▸ **TASK REQUIREMENTS**
Go to the line in the entries below that holds "hooded sweatshirt in the photo above." and repeat exactly from there through the line that holds "stick in the photo above.", inclusive.

▸ **EXERCISE DATA**
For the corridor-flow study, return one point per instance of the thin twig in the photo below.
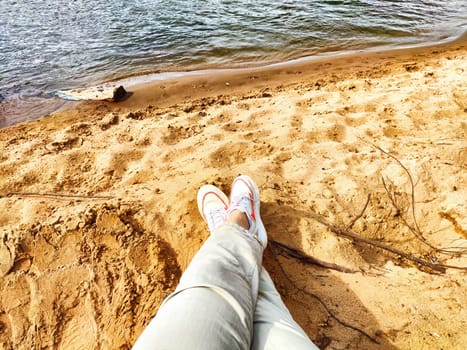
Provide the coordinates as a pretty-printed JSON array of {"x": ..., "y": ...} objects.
[
  {"x": 318, "y": 298},
  {"x": 297, "y": 254},
  {"x": 416, "y": 229},
  {"x": 57, "y": 195},
  {"x": 435, "y": 267},
  {"x": 361, "y": 213}
]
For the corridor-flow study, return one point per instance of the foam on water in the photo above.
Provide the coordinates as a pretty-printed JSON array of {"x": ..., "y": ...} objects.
[{"x": 50, "y": 45}]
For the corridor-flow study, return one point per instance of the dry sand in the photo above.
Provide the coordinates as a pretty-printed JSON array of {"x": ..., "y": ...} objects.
[{"x": 88, "y": 269}]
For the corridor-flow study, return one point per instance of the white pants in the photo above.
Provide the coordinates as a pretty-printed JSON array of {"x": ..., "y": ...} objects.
[{"x": 225, "y": 300}]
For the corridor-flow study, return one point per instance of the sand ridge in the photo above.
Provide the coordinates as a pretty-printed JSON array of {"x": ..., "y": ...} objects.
[{"x": 88, "y": 269}]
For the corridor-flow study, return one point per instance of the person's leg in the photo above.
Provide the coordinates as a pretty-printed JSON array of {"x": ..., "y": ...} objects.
[
  {"x": 213, "y": 305},
  {"x": 274, "y": 327}
]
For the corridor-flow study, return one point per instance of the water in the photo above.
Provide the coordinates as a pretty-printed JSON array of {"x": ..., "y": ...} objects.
[{"x": 47, "y": 45}]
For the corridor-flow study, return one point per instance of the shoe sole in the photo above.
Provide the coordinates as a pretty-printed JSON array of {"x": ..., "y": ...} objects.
[
  {"x": 206, "y": 189},
  {"x": 262, "y": 234}
]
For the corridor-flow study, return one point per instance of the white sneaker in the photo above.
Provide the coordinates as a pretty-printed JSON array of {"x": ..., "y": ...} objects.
[
  {"x": 212, "y": 204},
  {"x": 245, "y": 197}
]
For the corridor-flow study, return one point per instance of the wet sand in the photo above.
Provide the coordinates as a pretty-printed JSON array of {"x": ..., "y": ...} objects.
[{"x": 98, "y": 212}]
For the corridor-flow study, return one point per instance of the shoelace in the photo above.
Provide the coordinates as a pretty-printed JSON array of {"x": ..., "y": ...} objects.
[
  {"x": 241, "y": 203},
  {"x": 216, "y": 218}
]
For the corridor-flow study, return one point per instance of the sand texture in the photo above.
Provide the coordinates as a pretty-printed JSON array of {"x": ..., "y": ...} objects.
[{"x": 98, "y": 215}]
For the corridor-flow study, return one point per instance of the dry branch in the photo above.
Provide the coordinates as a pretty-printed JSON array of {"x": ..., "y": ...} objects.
[
  {"x": 56, "y": 195},
  {"x": 440, "y": 268},
  {"x": 307, "y": 259},
  {"x": 318, "y": 298}
]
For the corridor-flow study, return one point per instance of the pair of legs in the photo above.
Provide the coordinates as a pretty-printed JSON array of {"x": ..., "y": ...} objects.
[{"x": 225, "y": 299}]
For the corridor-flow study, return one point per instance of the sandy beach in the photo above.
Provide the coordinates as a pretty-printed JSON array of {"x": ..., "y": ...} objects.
[{"x": 98, "y": 214}]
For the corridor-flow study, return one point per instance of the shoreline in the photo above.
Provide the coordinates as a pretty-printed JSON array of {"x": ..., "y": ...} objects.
[
  {"x": 99, "y": 214},
  {"x": 56, "y": 104}
]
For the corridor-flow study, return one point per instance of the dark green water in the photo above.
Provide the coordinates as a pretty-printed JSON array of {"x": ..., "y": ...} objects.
[{"x": 57, "y": 44}]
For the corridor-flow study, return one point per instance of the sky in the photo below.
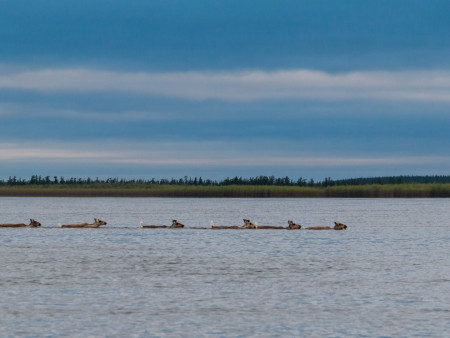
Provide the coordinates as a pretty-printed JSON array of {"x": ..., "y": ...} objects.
[{"x": 174, "y": 88}]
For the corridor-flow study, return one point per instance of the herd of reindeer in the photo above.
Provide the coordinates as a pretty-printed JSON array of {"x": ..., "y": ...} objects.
[{"x": 175, "y": 224}]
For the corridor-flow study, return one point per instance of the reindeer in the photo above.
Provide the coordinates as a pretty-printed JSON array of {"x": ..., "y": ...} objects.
[
  {"x": 224, "y": 226},
  {"x": 249, "y": 225},
  {"x": 291, "y": 226},
  {"x": 33, "y": 224},
  {"x": 337, "y": 226},
  {"x": 176, "y": 224},
  {"x": 97, "y": 223},
  {"x": 152, "y": 226}
]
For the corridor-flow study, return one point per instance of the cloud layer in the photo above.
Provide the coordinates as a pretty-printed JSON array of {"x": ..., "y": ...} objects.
[{"x": 428, "y": 86}]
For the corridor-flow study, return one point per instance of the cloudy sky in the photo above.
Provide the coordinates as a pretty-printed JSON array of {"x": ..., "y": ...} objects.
[{"x": 168, "y": 88}]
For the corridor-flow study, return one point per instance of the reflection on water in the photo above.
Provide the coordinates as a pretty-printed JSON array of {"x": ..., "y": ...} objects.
[{"x": 387, "y": 275}]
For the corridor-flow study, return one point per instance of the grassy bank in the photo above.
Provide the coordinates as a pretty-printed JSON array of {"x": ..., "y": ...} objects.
[{"x": 156, "y": 190}]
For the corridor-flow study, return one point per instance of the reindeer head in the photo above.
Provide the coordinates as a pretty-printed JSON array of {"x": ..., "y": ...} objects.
[
  {"x": 99, "y": 222},
  {"x": 34, "y": 223},
  {"x": 339, "y": 226},
  {"x": 293, "y": 225},
  {"x": 176, "y": 224}
]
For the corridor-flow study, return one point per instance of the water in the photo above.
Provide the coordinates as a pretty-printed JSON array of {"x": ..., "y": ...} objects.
[{"x": 387, "y": 275}]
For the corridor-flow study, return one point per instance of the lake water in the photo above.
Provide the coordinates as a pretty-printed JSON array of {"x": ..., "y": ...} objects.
[{"x": 388, "y": 274}]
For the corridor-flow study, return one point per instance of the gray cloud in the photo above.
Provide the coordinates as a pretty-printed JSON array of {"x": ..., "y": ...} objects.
[
  {"x": 210, "y": 154},
  {"x": 428, "y": 86}
]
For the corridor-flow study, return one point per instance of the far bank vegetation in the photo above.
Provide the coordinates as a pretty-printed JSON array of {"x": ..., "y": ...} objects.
[{"x": 261, "y": 186}]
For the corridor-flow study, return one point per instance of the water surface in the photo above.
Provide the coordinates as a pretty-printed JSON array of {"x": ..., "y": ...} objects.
[{"x": 387, "y": 275}]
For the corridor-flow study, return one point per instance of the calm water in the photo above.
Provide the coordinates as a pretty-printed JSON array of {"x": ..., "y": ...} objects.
[{"x": 387, "y": 275}]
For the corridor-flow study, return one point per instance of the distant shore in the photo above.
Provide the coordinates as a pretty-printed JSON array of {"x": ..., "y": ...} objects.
[{"x": 230, "y": 191}]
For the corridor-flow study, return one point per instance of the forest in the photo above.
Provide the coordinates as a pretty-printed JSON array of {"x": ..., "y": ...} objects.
[{"x": 256, "y": 187}]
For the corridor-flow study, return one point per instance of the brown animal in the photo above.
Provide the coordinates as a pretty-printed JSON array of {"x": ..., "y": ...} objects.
[
  {"x": 152, "y": 226},
  {"x": 176, "y": 224},
  {"x": 293, "y": 226},
  {"x": 33, "y": 224},
  {"x": 337, "y": 226},
  {"x": 249, "y": 225},
  {"x": 97, "y": 223},
  {"x": 270, "y": 227}
]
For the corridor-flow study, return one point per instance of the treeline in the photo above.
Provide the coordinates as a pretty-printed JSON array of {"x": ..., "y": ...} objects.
[{"x": 37, "y": 180}]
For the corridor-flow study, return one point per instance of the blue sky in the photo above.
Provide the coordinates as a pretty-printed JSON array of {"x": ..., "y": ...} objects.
[{"x": 224, "y": 88}]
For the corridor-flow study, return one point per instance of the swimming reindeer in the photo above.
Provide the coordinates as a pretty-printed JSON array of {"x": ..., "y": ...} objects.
[
  {"x": 337, "y": 226},
  {"x": 176, "y": 224},
  {"x": 33, "y": 224},
  {"x": 291, "y": 226},
  {"x": 97, "y": 223},
  {"x": 247, "y": 225}
]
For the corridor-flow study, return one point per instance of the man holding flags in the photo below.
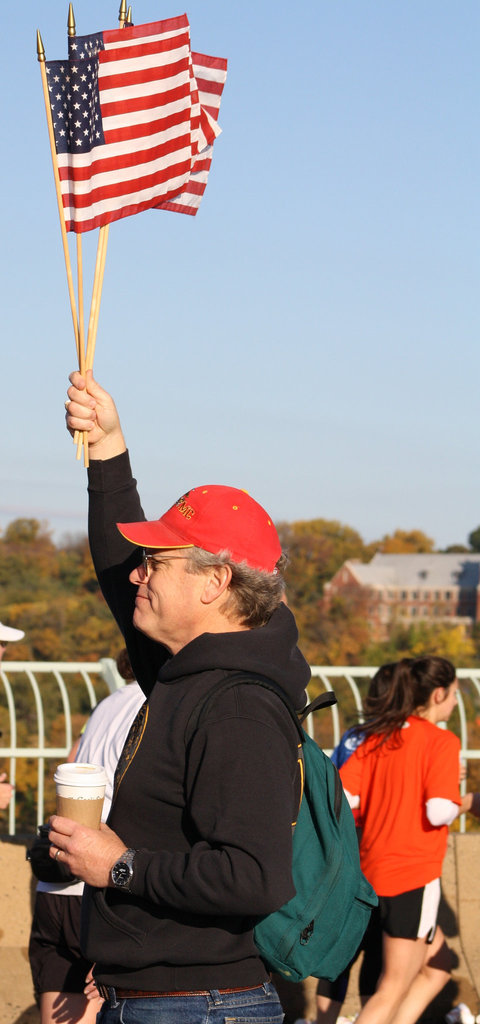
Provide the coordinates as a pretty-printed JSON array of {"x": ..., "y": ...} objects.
[{"x": 199, "y": 841}]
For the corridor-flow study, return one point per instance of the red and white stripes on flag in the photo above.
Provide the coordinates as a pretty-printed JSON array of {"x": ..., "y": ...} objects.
[
  {"x": 210, "y": 74},
  {"x": 127, "y": 121}
]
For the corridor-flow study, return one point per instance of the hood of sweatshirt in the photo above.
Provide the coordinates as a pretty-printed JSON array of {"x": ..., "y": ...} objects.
[{"x": 270, "y": 650}]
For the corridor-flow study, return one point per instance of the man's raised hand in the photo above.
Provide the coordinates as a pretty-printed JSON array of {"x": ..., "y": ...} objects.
[{"x": 90, "y": 408}]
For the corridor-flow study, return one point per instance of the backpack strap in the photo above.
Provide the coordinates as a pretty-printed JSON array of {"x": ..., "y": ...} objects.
[
  {"x": 202, "y": 709},
  {"x": 322, "y": 700}
]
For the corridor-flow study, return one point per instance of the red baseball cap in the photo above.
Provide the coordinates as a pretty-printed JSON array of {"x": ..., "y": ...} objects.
[{"x": 214, "y": 518}]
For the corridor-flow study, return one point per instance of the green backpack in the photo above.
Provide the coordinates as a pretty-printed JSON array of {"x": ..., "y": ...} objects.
[{"x": 318, "y": 931}]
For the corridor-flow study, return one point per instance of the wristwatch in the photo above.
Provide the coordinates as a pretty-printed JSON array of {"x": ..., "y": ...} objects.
[{"x": 122, "y": 871}]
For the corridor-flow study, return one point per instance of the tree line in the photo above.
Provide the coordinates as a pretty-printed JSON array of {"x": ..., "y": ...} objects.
[{"x": 50, "y": 591}]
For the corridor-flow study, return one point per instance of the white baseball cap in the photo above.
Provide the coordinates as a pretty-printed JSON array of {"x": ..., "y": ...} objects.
[{"x": 7, "y": 633}]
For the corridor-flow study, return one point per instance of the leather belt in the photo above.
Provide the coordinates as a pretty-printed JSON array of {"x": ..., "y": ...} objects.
[{"x": 113, "y": 994}]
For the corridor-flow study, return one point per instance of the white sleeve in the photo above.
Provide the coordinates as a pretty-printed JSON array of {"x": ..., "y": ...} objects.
[
  {"x": 441, "y": 811},
  {"x": 353, "y": 801}
]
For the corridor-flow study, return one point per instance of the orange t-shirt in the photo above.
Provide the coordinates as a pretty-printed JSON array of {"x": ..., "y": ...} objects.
[{"x": 399, "y": 849}]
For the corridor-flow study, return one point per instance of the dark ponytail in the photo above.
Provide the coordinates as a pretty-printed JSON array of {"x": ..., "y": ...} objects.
[{"x": 397, "y": 690}]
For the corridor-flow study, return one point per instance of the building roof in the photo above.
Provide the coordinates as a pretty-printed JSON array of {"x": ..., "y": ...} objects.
[{"x": 419, "y": 570}]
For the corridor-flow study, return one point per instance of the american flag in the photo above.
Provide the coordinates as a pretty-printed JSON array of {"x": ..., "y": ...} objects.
[
  {"x": 127, "y": 121},
  {"x": 210, "y": 75}
]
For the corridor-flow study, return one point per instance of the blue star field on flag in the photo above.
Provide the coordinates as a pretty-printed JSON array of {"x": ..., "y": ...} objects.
[{"x": 75, "y": 104}]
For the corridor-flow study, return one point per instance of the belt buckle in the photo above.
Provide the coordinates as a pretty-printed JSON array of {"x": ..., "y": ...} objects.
[{"x": 107, "y": 993}]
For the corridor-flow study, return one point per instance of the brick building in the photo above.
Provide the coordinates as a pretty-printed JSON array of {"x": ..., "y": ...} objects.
[{"x": 408, "y": 588}]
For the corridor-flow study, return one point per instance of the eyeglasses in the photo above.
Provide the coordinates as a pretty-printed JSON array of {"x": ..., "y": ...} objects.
[{"x": 151, "y": 562}]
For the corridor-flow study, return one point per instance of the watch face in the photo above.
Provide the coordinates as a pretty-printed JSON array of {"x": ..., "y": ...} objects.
[{"x": 121, "y": 873}]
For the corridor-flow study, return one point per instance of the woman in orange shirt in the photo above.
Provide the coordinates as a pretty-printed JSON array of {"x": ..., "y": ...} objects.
[{"x": 404, "y": 779}]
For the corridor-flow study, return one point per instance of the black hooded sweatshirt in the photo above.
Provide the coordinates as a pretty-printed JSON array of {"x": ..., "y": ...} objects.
[{"x": 211, "y": 813}]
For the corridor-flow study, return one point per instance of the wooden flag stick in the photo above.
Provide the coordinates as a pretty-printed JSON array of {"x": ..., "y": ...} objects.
[
  {"x": 70, "y": 280},
  {"x": 96, "y": 295},
  {"x": 81, "y": 436}
]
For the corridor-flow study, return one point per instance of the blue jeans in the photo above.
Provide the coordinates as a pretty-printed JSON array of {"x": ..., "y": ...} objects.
[{"x": 256, "y": 1006}]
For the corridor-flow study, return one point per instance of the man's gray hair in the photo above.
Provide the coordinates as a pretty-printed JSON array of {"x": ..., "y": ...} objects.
[{"x": 253, "y": 594}]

▸ **OUTPUT OF THE EXERCISE**
For the corridor-flow study, return one point per instance of the black hooded sweatshirt in the photo above.
Provide the coordinates as a pretty-printed JSON array of {"x": ..., "y": ...} objects.
[{"x": 211, "y": 813}]
For the corridor-flow study, return one point per instance of the wooden flag stick in the photo above.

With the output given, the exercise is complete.